Set problem: Write the records out again, keeping each line exactly as it is.

Records from a data collection
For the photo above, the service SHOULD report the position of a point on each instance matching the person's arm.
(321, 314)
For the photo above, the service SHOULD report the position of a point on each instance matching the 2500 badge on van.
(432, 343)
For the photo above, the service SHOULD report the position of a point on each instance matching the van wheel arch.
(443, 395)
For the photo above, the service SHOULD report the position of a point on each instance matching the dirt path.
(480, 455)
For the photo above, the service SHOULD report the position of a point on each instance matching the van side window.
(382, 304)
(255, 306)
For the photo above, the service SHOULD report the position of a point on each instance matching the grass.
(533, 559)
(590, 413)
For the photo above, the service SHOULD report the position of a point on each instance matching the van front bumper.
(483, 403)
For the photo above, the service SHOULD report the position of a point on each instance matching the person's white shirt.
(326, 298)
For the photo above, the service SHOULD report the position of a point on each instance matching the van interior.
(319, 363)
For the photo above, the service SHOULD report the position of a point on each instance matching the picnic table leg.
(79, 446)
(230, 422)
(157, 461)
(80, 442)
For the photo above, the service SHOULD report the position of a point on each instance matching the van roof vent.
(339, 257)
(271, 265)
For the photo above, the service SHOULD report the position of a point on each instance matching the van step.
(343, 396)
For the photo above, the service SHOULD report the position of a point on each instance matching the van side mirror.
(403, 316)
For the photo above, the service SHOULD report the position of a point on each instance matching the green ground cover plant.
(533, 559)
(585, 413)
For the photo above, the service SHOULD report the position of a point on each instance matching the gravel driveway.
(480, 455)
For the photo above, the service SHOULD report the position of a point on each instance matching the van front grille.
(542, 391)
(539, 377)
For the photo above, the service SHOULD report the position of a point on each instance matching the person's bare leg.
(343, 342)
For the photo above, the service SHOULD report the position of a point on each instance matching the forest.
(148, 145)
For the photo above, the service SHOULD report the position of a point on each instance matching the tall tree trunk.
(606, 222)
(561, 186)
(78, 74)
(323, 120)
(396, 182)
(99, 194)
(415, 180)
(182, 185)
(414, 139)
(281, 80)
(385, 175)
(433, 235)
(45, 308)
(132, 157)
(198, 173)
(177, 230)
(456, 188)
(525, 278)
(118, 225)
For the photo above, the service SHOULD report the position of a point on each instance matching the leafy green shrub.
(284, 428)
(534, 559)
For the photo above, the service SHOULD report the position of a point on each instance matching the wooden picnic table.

Response to the task:
For the photo above, the service SHOULD report the position of a point on each instance matching the person's arm.
(321, 314)
For the photo above, the service SHOULD report the position of a point on each instance matching the 2500 badge on van.
(432, 343)
For the photo above, the service SHOULD report the position of a point on each instance matching the van wheel arch.
(443, 395)
For the photo above, the service SHOULD report the position of a point on each instance matching the dirt path.
(480, 455)
For the photo above, the service SHOULD report the position of a point on each instance matching the van side window.
(382, 304)
(255, 306)
For the photo above, the service SHOULD report the position of a point on each instance matching the grass.
(533, 559)
(590, 413)
For the photo above, the service SHOULD report the position of a point on each instance matching the van front bumper.
(483, 403)
For the photo above, the service SHOULD report the position of a point on each instance matching the person's white shirt.
(326, 298)
For the photo above, the service SHOULD report the position of a point on each instance matching the van interior.
(319, 363)
For the photo above, the service SHOULD report the position of a point on each instance matching the picnic table leg.
(79, 446)
(230, 422)
(157, 461)
(80, 442)
For the photo above, the service SHOULD report the position of a point on each instance matching the van roof vent.
(339, 257)
(271, 265)
For the photo above, the service SHOULD report the position of a point on each instance matching the van step.
(343, 396)
For the photo above, the service SHOULD report the position of a point on each instance matching the van side mirror.
(403, 316)
For the photo above, the service SHOULD report the position of a point on each instance matching the green ground cover plant.
(533, 559)
(585, 413)
For the photo above, the service SHOULD report the position of a point on each instance matching the gravel driveway.
(480, 455)
For the photo above, the service SHOULD report the position of a point on each instance matching the van front grille.
(542, 391)
(539, 377)
For the photo above, the service SHOULD report the position of a point on each instance matching the person's bare leg.
(343, 342)
For the photo above, the service SHOULD report the position of a point on each instance matching the forest.
(148, 145)
For the photo above, the service SHOULD report the position of a point on each instance matching the tall tree trunk.
(606, 222)
(561, 186)
(78, 74)
(323, 120)
(396, 182)
(99, 194)
(415, 180)
(182, 185)
(414, 139)
(281, 80)
(385, 175)
(433, 235)
(45, 308)
(132, 157)
(198, 173)
(177, 230)
(456, 188)
(525, 278)
(118, 225)
For the photo above, the service SHOULD report the position of a point on each instance matching the leafy green shrub.
(284, 428)
(534, 559)
For the photo above, the service SHOULD report the position of a point on each instance matching the wooden picnic table.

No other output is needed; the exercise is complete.